Within the listing below, filter for "monument" and copy every matching line.
(RECORDS FOR THE TASK begins)
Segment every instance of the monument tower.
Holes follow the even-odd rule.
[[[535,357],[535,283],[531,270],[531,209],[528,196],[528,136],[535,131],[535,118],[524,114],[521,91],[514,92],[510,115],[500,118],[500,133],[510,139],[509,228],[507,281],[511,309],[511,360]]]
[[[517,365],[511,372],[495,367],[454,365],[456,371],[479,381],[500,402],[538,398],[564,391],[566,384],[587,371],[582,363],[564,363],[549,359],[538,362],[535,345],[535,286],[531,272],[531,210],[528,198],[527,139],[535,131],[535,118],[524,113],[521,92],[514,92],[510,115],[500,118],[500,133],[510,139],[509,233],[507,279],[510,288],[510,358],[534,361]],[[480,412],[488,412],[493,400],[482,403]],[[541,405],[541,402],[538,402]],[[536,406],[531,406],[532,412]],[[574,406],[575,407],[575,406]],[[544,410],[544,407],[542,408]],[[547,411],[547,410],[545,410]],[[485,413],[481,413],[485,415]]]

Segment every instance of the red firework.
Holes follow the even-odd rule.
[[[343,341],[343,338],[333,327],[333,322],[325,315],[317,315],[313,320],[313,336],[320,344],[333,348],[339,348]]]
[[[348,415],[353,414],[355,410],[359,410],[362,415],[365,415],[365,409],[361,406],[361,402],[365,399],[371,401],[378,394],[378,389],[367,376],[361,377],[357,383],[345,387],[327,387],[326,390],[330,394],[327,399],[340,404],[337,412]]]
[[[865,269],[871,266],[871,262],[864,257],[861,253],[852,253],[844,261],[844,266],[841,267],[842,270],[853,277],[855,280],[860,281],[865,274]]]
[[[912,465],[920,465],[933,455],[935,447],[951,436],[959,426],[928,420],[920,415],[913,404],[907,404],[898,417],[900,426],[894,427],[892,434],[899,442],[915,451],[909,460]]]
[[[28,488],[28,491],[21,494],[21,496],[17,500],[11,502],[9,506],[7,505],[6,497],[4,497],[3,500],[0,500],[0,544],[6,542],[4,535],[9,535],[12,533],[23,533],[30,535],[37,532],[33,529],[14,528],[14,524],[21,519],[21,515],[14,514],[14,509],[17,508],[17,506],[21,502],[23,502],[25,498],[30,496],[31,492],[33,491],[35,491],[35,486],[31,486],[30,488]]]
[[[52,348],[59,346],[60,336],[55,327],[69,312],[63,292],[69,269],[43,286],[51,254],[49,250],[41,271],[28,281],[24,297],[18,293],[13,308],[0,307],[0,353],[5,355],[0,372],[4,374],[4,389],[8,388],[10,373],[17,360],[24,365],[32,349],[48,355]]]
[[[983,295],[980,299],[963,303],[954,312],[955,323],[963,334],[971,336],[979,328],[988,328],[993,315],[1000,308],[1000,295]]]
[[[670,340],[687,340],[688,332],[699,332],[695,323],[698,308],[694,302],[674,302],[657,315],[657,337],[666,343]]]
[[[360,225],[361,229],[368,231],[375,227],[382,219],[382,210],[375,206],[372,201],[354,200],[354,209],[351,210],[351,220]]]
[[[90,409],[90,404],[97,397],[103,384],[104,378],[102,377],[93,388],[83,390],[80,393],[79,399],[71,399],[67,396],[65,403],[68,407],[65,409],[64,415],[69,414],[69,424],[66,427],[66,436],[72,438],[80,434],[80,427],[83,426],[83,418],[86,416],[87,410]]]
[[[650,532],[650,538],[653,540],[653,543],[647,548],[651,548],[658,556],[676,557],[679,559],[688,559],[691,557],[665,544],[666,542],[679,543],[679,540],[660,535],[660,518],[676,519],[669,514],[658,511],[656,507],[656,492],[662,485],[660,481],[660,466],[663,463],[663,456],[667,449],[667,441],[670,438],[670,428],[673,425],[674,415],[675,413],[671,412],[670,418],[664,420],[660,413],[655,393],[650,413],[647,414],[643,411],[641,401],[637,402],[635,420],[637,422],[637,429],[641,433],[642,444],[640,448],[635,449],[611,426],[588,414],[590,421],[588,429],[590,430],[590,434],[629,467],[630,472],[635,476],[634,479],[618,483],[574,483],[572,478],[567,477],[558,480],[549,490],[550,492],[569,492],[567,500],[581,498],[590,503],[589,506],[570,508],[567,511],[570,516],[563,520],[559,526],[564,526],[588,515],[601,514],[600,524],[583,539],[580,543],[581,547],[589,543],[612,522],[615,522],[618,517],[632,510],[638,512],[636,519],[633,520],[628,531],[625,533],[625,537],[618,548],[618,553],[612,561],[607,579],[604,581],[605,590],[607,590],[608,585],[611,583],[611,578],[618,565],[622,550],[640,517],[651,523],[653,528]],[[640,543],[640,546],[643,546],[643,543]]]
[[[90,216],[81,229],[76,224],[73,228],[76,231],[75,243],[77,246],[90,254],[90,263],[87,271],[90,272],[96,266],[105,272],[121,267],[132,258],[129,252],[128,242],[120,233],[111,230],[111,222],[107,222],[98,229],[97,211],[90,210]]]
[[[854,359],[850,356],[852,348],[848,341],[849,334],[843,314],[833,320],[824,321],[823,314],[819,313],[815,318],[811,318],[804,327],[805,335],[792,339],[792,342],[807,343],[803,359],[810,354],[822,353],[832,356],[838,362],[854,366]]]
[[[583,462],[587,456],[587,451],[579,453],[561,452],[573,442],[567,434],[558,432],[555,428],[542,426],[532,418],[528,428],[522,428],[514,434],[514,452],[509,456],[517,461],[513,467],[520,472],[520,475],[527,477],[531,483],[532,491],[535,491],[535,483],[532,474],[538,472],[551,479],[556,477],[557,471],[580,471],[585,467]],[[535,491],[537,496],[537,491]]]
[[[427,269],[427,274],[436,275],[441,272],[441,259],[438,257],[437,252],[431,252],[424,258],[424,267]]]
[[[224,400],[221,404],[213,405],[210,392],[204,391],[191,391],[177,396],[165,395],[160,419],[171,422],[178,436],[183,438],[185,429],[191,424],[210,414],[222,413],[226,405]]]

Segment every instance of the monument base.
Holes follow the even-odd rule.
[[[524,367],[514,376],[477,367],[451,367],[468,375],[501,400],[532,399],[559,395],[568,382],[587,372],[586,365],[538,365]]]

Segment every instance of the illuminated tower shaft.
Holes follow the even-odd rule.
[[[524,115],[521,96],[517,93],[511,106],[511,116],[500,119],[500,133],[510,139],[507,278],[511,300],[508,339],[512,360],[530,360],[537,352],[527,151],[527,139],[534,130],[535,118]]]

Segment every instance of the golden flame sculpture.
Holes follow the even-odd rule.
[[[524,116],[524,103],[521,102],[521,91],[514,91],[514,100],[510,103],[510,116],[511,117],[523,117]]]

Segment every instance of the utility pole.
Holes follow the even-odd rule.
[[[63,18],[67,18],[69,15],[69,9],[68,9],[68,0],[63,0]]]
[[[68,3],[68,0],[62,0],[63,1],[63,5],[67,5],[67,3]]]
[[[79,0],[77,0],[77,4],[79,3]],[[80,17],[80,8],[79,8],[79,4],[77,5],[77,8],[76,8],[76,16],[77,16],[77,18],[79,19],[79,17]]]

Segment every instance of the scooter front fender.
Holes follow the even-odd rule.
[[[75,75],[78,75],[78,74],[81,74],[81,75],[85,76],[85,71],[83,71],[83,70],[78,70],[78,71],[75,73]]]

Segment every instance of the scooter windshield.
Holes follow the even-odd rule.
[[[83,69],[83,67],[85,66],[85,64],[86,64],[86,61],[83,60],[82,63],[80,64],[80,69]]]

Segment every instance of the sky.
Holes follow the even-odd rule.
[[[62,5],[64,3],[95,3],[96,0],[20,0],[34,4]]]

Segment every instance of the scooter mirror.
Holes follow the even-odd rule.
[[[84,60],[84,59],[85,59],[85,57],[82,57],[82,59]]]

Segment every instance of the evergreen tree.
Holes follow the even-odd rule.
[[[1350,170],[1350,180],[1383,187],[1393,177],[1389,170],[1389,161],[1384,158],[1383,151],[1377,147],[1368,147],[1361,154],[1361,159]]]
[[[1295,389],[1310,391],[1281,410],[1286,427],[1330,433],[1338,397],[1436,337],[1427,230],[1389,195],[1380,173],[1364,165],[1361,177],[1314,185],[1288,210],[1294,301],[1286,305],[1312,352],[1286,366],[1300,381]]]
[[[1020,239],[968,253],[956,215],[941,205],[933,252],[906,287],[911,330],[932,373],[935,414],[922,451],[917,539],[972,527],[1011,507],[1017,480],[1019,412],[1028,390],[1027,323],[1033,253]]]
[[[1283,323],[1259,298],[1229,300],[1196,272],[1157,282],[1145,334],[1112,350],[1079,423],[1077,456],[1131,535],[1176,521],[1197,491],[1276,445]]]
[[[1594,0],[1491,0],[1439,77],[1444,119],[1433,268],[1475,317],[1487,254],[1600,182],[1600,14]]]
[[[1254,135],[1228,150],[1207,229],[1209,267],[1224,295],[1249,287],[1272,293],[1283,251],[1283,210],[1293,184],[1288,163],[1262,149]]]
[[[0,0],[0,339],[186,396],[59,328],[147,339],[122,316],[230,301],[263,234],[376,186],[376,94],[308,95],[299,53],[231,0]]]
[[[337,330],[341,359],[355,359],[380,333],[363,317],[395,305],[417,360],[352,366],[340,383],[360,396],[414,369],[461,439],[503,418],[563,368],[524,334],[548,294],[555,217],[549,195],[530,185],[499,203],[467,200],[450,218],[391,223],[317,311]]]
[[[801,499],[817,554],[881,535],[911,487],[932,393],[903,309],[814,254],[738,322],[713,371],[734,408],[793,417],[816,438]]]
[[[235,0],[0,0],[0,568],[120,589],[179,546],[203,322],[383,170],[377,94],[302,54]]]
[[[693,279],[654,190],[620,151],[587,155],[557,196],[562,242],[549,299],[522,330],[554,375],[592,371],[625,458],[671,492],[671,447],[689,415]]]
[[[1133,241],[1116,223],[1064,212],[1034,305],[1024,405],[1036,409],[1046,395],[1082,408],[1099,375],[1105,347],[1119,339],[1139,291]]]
(RECORDS FOR THE TASK ends)
● **ANSWER AREA**
Segment every instance of the monument tower.
Segment every instance of the monument base.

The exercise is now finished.